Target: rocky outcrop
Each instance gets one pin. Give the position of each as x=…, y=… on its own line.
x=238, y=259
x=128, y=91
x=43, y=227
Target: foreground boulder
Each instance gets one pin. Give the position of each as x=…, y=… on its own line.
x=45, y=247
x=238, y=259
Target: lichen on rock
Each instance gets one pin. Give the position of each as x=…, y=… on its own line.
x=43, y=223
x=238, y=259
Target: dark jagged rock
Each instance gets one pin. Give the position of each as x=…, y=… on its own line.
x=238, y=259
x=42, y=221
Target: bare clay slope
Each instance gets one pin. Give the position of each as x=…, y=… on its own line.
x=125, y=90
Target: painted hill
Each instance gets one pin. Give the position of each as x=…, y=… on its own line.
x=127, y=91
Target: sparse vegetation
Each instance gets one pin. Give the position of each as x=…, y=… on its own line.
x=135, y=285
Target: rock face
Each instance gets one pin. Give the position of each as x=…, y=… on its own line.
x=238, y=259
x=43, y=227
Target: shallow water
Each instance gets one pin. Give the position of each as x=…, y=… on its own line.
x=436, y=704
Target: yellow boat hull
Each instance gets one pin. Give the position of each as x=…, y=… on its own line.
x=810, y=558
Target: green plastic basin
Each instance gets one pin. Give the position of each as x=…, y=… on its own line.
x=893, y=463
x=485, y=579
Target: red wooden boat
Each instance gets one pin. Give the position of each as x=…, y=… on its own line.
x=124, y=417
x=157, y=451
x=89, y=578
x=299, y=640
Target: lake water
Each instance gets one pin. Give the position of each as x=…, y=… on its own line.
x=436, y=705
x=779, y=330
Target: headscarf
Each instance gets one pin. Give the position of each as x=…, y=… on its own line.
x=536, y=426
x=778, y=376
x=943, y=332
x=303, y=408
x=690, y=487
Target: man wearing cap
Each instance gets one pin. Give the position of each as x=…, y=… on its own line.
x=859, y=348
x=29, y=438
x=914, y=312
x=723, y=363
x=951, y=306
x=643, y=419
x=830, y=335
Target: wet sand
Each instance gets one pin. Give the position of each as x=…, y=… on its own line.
___
_Work instructions_: From the data above, work out how many lines hold "boat". Answer with the number alone.

_Your response_: 2